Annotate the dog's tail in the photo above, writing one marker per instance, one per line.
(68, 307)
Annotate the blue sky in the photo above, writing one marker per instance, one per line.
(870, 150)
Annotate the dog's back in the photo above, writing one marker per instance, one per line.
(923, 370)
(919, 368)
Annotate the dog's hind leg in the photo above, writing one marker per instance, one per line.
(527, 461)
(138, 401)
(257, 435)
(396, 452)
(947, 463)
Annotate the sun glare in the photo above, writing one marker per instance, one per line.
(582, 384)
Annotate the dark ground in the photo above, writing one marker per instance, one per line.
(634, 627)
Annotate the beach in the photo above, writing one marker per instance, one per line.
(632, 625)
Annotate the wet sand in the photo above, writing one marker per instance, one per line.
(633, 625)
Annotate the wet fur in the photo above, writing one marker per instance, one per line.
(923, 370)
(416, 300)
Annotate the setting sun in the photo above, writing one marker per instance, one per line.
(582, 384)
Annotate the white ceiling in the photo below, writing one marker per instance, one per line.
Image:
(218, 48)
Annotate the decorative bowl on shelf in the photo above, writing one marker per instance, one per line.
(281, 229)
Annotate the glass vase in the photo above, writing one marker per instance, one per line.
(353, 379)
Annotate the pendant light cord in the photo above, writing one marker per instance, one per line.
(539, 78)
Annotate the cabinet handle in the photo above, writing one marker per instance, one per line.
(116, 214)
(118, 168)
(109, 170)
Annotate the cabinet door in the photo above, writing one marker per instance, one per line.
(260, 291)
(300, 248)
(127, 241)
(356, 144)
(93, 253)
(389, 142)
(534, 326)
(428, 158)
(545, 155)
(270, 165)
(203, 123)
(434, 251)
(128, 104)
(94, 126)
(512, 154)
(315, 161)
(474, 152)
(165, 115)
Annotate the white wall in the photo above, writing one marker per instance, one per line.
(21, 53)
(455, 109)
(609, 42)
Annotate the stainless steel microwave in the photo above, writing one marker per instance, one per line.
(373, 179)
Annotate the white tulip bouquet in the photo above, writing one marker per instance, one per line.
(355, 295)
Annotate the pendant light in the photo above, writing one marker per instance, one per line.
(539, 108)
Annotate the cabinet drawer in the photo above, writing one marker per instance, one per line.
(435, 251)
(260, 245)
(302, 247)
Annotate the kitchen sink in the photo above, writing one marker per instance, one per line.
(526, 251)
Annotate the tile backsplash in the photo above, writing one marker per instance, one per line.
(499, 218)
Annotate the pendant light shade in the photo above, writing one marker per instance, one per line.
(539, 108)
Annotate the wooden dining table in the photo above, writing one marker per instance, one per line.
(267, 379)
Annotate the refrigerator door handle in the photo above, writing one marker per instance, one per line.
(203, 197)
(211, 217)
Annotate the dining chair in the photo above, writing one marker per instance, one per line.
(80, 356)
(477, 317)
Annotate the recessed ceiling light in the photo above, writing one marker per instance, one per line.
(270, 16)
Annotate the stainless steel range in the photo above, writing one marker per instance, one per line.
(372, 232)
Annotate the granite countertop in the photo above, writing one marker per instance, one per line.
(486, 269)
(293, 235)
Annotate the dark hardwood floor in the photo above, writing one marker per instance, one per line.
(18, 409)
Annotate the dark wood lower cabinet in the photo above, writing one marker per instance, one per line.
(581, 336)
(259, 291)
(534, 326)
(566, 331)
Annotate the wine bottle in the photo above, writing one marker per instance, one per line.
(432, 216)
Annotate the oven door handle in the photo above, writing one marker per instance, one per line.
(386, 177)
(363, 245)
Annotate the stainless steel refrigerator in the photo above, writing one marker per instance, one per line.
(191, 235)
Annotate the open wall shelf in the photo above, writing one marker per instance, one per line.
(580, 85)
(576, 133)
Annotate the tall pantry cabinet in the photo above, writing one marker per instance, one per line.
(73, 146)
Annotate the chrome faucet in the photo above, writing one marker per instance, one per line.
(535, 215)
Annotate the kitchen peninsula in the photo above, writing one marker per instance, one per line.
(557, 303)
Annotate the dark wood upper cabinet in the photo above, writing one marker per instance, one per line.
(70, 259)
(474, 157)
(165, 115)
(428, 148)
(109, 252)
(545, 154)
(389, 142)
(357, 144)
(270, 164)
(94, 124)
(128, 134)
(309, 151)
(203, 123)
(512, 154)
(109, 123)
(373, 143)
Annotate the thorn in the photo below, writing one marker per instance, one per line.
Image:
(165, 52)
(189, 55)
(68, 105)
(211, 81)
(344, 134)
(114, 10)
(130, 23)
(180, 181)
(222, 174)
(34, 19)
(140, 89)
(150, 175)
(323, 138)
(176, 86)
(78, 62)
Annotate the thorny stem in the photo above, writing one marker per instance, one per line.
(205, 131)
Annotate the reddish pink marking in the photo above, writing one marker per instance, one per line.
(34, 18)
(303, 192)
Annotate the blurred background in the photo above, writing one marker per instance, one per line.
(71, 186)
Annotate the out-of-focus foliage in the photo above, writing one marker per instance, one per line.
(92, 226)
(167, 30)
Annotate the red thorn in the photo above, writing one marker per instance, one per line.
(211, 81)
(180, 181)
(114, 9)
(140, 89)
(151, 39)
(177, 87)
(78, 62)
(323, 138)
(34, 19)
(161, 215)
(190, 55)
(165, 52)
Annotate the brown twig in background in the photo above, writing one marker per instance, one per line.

* To do
The required output is every line above that contains the string "below".

* Expected output
Annotate the white ceiling in the photo below, writing one marker per instance, one per line.
Annotate the thorn in the photo below, writing one marker per instance, one per line.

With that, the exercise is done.